═════ Extract to read

There were at least two oddsmakers who were using the point spread form of handicapping during the early 1930s in Minneapolis: Darby Hicks and Karl Ersin. During my interview with Ersin, he told me, “It was the Depression, and I needed something to do. I always liked sports very much and used to read everything I could. I kept book after book about football. It just got to be a habit. There was already a handicapper at
The Minneapolis Journal
named Darby Hicks. So, during the early 1930s, I went down to the other newspaper,
The Minneapolis Star Tribune
, and said, ‘Can you use a handicapper?' And they hired me. I put an article in there every week. Darby and I used the point spread as our way of handicapping, and we had a contest to see who could do better [in picking the games].”

Ersin's oddsmaking career did not end there. “Billy Hecht owned a liquor store I used to go in, and we got to talking. He had just started something called the Minneapolis Gorham Press. He didn't know anything about setting a line, and so he hired me and a couple of other guys. I liked handicapping on football best; it's the best betting sport, particularly with the use of the point spread.”

The Minneapolis Gorham Press, which was created by Hecht in or about 1937, became the first national oddsmaking institution. Many considered its newsletter to be a bible for gamblers, the first national “service” for bookmakers to set and distribute the line—a list of point spreads on sporting events. Its subscribers, who numbered only a few hundred, were also invited to telephone in during the week and receive the latest adjustments to the line on the upcoming games.

Speaking of the hazards of “suspicious” games, Ersin says, “We suspected that games were fixed in the thirties and forties, but we could never find out for sure. So the games we didn't want much action on we just circled. We always knew what was going on when we got loaded up with bets on them: unnatural money. We were scared of pro games because we didn't know what was going on with them. There were too many winners. We thought the fix was in often enough. Our clients complained that they wanted a line on the pro games, but we wouldn't give it to them very often—because we just didn't trust the games.”

Five-feet-six Leo Hirschfield—who had lost the hearing in his right ear after a bout with influenza while in the Marine Corps during World War I—bought into the Gorham Press in 1940 and
became Hecht's partner. Hirschfield changed the name of the company to Athletic Publications, Inc.; and its newsletter,
Weekly Gridiron Record
, became better known as simply
The Green Sheet
. The whole operation consisted of only eighteen full-time employees but, at its height, annually grossed nearly $10 million.

Mort Olshan, who was like a “surrogate son” to Hirschfield, worked on
The Green Sheet
along with Karl Ersin, Jimmy Harris, and Joe Katzman, who was the senior handicapper. Olshan told me, “There were four handicappers with Leo Herschfield, who was the active partner with a one-third interest and ran the service operation. I never met Billy Hecht in my whole life; he was never around. He had another partner [Joe Numero] in the separate bookmaking part of the operation. They were bookmakers and took the action. They had separate jobs and separate offices from the service activity.

“Leo was a totally honest man, and he avoided all the shady associations. He had a mind that worked like a computer. Even though he wasn't a sports fanatic who followed the games religiously, and he didn't have anything to do with the actual handicapping of the games, he knew instinctively when a wrong line was set.”

══════════
═════ Listed records

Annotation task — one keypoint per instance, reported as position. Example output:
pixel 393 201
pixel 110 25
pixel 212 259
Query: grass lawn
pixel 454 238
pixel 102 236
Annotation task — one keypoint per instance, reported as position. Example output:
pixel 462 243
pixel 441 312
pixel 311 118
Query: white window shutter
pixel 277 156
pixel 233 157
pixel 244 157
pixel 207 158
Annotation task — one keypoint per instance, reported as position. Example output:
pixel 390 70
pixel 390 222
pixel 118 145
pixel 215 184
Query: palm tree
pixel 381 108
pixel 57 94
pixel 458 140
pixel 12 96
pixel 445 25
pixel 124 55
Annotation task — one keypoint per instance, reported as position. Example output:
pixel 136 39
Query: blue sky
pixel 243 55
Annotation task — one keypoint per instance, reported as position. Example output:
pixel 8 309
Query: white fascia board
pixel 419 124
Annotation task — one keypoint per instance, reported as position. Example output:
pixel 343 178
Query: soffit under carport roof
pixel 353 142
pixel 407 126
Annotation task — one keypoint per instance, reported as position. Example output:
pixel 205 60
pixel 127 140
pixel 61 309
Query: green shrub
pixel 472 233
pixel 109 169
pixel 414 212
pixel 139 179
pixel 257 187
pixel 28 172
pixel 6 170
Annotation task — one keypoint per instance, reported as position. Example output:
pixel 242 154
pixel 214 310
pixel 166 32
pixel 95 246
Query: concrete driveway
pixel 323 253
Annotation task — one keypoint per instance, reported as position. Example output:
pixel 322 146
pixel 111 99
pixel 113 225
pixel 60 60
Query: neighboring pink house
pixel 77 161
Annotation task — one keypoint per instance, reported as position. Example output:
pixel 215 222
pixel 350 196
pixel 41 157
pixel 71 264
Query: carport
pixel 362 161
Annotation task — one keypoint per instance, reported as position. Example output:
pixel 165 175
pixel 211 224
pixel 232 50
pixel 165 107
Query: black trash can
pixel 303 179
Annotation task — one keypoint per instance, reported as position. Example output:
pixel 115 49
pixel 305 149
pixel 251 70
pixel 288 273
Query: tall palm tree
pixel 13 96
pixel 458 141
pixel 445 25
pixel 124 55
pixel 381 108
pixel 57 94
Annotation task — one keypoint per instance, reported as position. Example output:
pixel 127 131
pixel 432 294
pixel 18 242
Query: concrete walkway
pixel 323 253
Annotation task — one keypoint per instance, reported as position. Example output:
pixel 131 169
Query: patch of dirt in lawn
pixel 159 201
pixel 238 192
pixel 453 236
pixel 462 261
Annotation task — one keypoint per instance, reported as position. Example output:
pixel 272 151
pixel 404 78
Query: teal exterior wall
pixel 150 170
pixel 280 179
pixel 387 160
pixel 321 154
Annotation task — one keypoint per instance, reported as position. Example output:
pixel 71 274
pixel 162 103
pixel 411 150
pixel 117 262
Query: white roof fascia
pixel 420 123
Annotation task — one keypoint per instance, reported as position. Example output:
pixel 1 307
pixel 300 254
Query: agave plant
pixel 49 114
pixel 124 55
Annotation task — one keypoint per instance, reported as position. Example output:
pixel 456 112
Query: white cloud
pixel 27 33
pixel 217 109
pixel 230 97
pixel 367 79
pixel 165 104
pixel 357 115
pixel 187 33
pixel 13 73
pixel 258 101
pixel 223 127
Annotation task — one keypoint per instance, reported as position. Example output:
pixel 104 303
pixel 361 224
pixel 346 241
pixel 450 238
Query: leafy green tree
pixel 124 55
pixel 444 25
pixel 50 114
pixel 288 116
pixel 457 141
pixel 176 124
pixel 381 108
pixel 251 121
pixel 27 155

══════════

## Goal A
Reproduce word for word the stretch of the passage on Minneapolis oddsmakers that starts at "The Minneapolis Gorham Press, which" and ends after "the upcoming games.".
## Goal B
According to the passage on Minneapolis oddsmakers, why did Ersin and his colleagues seldom give clients a line on pro games?

## Task solution A
The Minneapolis Gorham Press, which was created by Hecht in or about 1937, became the first national oddsmaking institution. Many considered its newsletter to be a bible for gamblers, the first national “service” for bookmakers to set and distribute the line—a list of point spreads on sporting events. Its subscribers, who numbered only a few hundred, were also invited to telephone in during the week and receive the latest adjustments to the line on the upcoming games.

## Task solution B
They were wary of pro games because they didn't know what was going on with them. There were too many winners, and they believed the fix was in often enough that they didn't trust the games.